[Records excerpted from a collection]
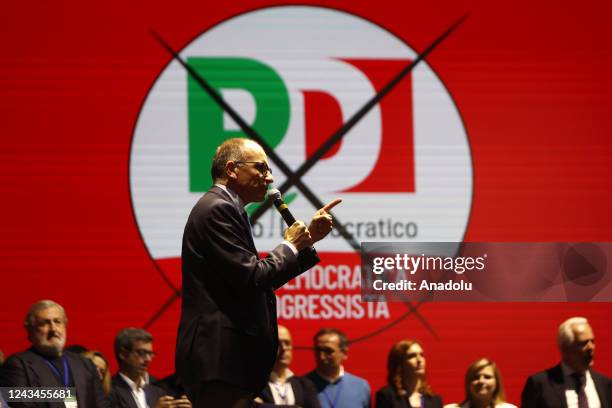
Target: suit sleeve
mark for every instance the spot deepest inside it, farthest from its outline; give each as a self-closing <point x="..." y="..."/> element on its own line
<point x="529" y="396"/>
<point x="383" y="400"/>
<point x="217" y="234"/>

The problem → Each entry is to be returned precisely as it appears, but the pictures are to be dropped.

Task result →
Target: suit sleeve
mark for every instance the spot deepest inside it, farthest from its outline; give each as a self-closing <point x="..." y="..."/> element on its own line
<point x="529" y="396"/>
<point x="383" y="400"/>
<point x="217" y="234"/>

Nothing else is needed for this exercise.